# [What is required]
Answer these questions about the passage on interior silence below, numbering your answers to match.
1. Which three things are said to contribute to interior silence?
2. Is hearing described as more passive or more active?
3. What does Christ, the eternal Word, require when He would speak within us?

1,2. On interior silence; its reason; God recommends it.

3. Exterior silence, retirement and recollection contribute to it.

“The Lord is in his holy temple; let all the earth keep silence before him.” (Hab. ii. 20.) The reason why inward silence is so indispensable, is, because the Word is essential and eternal, and necessarily requires dispositions in the soul in some degree correspondent to His nature, as a capacity for the reception of Himself. Hearing is a sense formed to receive sounds, and is rather passive than active, admitting, but not communicating sensation; and if we would hear, we must lend the ear for that purpose. Christ, the eternal Word, who must be communicated to the soul to give it new life, requires the most intense attention to his voice, when He would speak within us.

# [Collected material]
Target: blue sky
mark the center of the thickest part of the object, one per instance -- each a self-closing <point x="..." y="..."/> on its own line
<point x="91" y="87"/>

# [The completed task]
1. Exterior silence, retirement and recollection.
2. More passive than active.
3. The most intense attention to his voice.